Task prompt:
Pull out every line in the rows below that contains the word "toad", and copy each one unchanged.

[Point labeling data based on photos]
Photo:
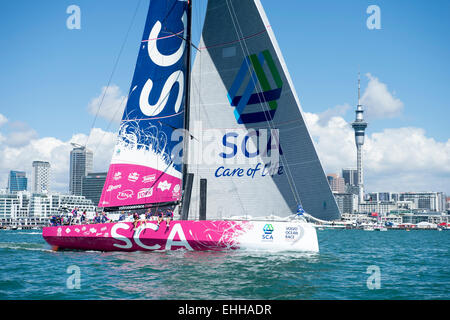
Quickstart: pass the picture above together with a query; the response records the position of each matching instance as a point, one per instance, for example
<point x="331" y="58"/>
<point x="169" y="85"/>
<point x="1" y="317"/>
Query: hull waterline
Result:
<point x="205" y="235"/>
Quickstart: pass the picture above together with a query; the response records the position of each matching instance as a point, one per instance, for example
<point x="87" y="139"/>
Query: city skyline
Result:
<point x="407" y="146"/>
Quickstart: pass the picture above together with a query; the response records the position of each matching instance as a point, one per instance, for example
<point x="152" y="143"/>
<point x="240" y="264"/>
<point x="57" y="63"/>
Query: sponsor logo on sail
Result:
<point x="149" y="178"/>
<point x="111" y="187"/>
<point x="164" y="185"/>
<point x="176" y="191"/>
<point x="266" y="99"/>
<point x="124" y="195"/>
<point x="145" y="193"/>
<point x="133" y="177"/>
<point x="268" y="230"/>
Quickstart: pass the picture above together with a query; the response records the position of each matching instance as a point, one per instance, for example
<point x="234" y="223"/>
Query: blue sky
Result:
<point x="49" y="73"/>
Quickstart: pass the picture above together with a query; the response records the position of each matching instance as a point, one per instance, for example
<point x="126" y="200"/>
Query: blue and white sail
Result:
<point x="143" y="169"/>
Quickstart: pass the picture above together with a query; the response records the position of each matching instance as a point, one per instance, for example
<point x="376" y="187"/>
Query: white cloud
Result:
<point x="378" y="102"/>
<point x="57" y="152"/>
<point x="109" y="105"/>
<point x="401" y="159"/>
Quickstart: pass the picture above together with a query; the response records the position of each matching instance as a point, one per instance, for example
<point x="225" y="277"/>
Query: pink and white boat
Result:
<point x="249" y="151"/>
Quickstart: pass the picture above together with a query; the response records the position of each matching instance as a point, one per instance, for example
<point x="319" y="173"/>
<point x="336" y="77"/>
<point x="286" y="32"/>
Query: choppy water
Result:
<point x="413" y="265"/>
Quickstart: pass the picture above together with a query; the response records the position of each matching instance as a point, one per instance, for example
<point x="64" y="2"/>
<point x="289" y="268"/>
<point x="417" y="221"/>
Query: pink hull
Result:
<point x="120" y="236"/>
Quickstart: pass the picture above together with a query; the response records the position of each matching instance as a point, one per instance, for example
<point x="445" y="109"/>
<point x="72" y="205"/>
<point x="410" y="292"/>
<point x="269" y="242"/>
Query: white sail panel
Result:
<point x="243" y="103"/>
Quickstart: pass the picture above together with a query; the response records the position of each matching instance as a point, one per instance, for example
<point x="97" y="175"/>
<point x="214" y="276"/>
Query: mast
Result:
<point x="187" y="88"/>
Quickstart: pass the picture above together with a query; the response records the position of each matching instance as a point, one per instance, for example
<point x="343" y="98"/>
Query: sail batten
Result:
<point x="143" y="169"/>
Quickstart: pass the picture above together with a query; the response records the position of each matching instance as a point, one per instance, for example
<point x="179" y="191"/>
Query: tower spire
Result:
<point x="359" y="125"/>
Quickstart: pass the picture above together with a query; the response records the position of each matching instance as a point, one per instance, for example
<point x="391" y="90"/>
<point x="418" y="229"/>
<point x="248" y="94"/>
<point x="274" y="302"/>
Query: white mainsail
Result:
<point x="243" y="103"/>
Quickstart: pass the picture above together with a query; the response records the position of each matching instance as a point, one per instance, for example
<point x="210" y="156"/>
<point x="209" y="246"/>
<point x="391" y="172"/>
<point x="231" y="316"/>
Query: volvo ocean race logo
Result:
<point x="254" y="64"/>
<point x="268" y="230"/>
<point x="124" y="195"/>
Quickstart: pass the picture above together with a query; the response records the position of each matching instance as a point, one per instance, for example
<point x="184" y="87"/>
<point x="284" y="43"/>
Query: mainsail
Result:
<point x="252" y="144"/>
<point x="143" y="168"/>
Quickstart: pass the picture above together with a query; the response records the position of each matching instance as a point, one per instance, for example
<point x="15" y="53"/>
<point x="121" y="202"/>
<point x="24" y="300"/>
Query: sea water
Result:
<point x="352" y="264"/>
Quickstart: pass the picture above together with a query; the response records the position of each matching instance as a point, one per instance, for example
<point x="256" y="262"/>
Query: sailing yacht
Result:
<point x="224" y="145"/>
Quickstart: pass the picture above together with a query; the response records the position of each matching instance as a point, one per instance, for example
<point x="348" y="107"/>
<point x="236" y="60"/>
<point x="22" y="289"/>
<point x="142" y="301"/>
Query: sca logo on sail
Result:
<point x="268" y="230"/>
<point x="254" y="64"/>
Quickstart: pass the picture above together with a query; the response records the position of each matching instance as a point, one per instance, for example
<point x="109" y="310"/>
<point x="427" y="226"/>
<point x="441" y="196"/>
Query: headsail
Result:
<point x="143" y="169"/>
<point x="240" y="84"/>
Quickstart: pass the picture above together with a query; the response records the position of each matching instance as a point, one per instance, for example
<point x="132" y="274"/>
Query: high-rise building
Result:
<point x="350" y="176"/>
<point x="429" y="201"/>
<point x="40" y="177"/>
<point x="92" y="186"/>
<point x="359" y="125"/>
<point x="81" y="162"/>
<point x="17" y="181"/>
<point x="337" y="183"/>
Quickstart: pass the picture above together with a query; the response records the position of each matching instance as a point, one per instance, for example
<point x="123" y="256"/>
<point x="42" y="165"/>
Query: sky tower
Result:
<point x="359" y="125"/>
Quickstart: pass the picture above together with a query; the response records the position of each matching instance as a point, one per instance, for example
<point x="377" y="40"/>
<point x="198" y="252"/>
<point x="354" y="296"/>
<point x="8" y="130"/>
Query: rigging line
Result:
<point x="232" y="181"/>
<point x="245" y="49"/>
<point x="109" y="124"/>
<point x="269" y="121"/>
<point x="114" y="70"/>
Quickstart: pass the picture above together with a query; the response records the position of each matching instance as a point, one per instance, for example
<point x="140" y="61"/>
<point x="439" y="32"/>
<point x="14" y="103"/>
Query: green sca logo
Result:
<point x="265" y="95"/>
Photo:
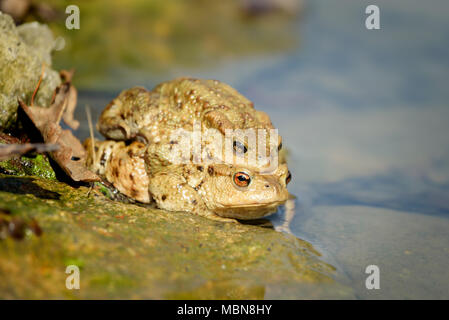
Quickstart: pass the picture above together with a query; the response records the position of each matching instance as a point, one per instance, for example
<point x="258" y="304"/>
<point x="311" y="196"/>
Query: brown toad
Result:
<point x="142" y="165"/>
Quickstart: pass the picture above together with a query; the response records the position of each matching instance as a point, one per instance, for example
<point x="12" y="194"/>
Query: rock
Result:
<point x="23" y="51"/>
<point x="129" y="251"/>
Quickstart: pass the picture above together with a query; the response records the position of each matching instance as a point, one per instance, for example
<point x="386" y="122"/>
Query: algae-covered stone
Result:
<point x="23" y="51"/>
<point x="129" y="251"/>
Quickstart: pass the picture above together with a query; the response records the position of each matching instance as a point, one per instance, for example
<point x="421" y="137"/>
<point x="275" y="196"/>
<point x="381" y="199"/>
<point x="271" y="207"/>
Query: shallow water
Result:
<point x="364" y="116"/>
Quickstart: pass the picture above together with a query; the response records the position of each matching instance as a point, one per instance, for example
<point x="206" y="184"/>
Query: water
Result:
<point x="364" y="115"/>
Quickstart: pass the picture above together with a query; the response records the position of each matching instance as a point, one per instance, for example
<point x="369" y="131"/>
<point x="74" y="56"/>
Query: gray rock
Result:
<point x="23" y="50"/>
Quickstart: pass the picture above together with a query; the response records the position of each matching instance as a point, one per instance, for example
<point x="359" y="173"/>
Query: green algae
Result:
<point x="128" y="251"/>
<point x="28" y="166"/>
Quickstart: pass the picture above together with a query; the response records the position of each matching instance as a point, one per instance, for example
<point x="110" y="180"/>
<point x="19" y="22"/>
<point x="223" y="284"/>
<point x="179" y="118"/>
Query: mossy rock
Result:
<point x="129" y="251"/>
<point x="23" y="52"/>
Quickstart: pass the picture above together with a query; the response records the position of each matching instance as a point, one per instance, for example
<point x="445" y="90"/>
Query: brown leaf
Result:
<point x="71" y="155"/>
<point x="10" y="150"/>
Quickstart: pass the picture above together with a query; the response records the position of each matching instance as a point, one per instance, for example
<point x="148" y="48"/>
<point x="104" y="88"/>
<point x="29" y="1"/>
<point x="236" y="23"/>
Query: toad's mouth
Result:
<point x="248" y="211"/>
<point x="254" y="205"/>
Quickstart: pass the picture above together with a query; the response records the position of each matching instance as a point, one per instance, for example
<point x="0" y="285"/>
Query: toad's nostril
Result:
<point x="289" y="177"/>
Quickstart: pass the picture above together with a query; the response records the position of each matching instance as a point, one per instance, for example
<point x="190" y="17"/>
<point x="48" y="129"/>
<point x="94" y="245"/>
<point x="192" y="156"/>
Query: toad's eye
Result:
<point x="242" y="179"/>
<point x="280" y="146"/>
<point x="239" y="147"/>
<point x="289" y="177"/>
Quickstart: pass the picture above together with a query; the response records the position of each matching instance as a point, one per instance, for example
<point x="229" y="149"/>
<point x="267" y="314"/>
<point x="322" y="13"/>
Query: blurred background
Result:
<point x="364" y="113"/>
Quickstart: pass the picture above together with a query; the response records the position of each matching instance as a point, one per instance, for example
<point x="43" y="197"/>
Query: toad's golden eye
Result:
<point x="239" y="147"/>
<point x="289" y="177"/>
<point x="242" y="179"/>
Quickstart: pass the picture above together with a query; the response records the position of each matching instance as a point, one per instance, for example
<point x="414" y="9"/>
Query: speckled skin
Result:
<point x="152" y="115"/>
<point x="142" y="170"/>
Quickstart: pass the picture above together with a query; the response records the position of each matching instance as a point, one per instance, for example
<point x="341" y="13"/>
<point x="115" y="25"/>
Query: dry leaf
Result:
<point x="8" y="151"/>
<point x="71" y="155"/>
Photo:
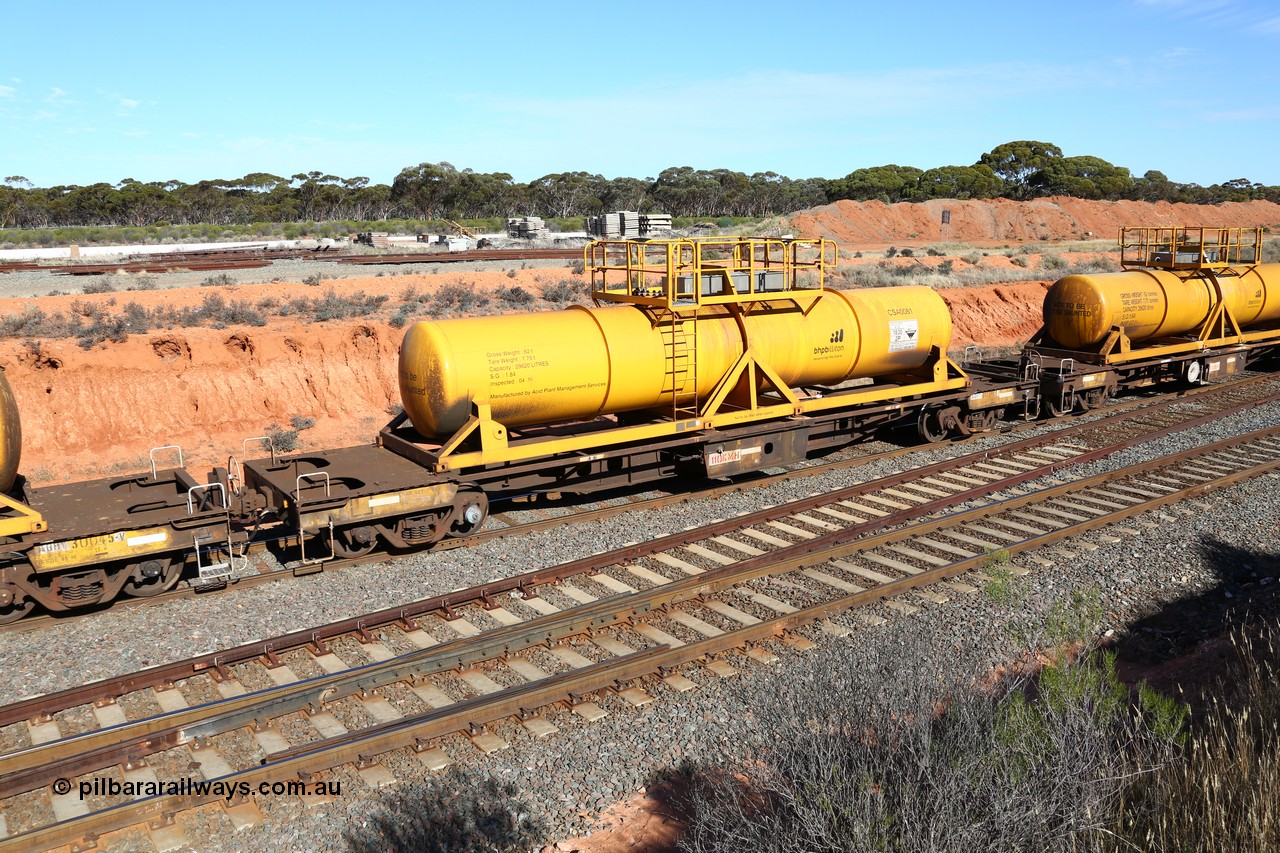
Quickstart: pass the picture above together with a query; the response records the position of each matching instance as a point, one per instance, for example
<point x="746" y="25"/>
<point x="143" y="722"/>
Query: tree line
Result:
<point x="1022" y="169"/>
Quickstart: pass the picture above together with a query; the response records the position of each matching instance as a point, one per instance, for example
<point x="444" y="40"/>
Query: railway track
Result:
<point x="447" y="666"/>
<point x="516" y="519"/>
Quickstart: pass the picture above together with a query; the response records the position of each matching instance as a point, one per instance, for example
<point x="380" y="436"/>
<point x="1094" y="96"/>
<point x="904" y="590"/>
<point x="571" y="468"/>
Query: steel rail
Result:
<point x="37" y="765"/>
<point x="361" y="746"/>
<point x="1123" y="410"/>
<point x="447" y="603"/>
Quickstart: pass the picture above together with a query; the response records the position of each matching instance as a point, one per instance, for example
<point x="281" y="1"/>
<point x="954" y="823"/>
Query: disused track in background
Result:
<point x="252" y="258"/>
<point x="896" y="534"/>
<point x="1235" y="396"/>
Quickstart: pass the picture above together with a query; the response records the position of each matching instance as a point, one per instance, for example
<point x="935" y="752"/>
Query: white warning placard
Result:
<point x="903" y="334"/>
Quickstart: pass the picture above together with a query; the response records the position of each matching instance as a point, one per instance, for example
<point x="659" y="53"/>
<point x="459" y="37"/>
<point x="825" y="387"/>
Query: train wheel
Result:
<point x="355" y="542"/>
<point x="1092" y="398"/>
<point x="16" y="605"/>
<point x="929" y="424"/>
<point x="151" y="578"/>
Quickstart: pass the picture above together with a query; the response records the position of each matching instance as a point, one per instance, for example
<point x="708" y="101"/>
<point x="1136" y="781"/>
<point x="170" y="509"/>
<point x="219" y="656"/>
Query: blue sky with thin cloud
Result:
<point x="182" y="91"/>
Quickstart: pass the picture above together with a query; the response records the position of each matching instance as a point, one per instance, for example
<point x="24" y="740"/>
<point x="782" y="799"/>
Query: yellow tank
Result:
<point x="10" y="436"/>
<point x="1079" y="310"/>
<point x="586" y="361"/>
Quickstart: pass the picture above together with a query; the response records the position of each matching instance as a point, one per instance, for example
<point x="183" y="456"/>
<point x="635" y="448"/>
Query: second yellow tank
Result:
<point x="586" y="361"/>
<point x="1079" y="310"/>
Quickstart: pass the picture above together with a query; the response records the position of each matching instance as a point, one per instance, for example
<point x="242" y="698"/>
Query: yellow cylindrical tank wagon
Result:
<point x="588" y="361"/>
<point x="1080" y="310"/>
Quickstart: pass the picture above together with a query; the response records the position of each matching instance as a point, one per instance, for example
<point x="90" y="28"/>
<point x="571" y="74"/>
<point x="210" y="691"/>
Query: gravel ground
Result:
<point x="570" y="776"/>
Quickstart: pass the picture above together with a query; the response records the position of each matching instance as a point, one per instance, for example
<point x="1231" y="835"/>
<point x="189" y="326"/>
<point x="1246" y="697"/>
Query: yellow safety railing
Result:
<point x="686" y="273"/>
<point x="1189" y="247"/>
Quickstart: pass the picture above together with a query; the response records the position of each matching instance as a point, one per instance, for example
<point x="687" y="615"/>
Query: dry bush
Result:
<point x="457" y="300"/>
<point x="1224" y="792"/>
<point x="462" y="812"/>
<point x="894" y="748"/>
<point x="565" y="291"/>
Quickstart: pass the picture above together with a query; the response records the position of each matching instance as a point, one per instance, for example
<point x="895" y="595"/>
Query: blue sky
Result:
<point x="92" y="91"/>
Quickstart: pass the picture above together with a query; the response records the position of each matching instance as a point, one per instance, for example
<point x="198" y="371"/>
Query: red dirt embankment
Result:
<point x="999" y="220"/>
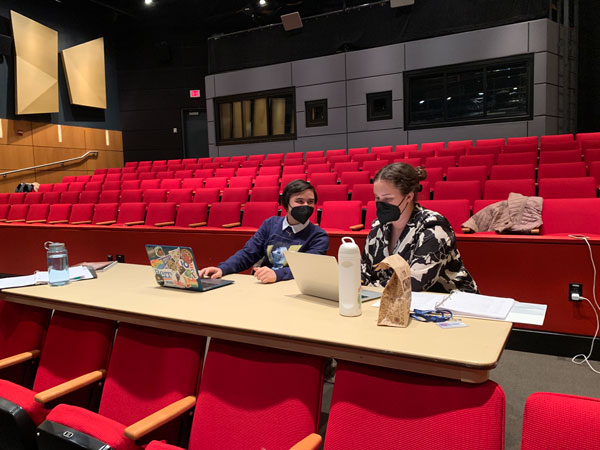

Result for this task:
Query: brown toad
Query: toad's mouth
Query: toad's nostril
Query: toad's eye
Query: toad's golden eye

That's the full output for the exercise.